PROVIDED RECORDS:
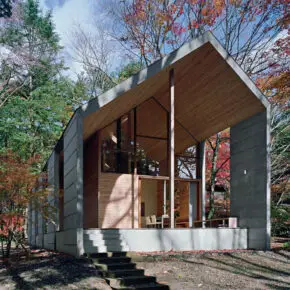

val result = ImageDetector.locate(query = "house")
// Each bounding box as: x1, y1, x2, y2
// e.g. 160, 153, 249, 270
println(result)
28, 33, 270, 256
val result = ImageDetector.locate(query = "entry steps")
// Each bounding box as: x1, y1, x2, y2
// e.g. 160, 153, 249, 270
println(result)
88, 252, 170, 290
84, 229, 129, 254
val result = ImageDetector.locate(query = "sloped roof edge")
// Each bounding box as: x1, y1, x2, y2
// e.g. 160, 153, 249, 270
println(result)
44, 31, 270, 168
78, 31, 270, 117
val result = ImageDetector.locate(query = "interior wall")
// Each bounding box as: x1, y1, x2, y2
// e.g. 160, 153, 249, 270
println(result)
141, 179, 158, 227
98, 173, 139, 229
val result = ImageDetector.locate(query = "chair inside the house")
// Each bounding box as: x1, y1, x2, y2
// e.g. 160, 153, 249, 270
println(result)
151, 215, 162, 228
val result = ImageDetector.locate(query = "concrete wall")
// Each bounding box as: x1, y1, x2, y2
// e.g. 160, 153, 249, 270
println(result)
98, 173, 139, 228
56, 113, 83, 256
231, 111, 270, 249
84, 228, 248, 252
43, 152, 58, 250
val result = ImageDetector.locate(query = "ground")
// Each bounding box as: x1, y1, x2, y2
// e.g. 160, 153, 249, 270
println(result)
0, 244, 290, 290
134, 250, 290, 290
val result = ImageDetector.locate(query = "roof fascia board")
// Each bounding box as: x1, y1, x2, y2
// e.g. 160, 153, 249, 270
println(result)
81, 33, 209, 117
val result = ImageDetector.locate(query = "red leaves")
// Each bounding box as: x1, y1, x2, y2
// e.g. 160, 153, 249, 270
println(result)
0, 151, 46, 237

--

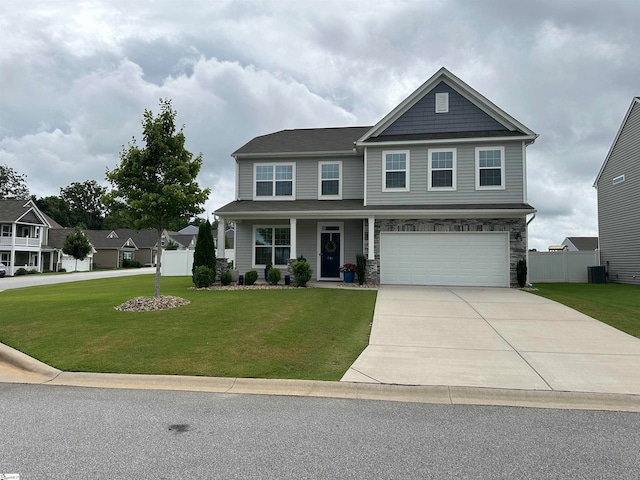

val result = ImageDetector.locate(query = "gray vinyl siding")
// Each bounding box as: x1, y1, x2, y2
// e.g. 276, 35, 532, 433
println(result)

YOUR INSTRUCTIONS: Which lines of the rows above contain the word "house"? Show every one of them in full.

TASK RESULT:
val result = ImageDetector.locate(query = "house")
val result = ImageDetector.locate(query = "chair inside the house")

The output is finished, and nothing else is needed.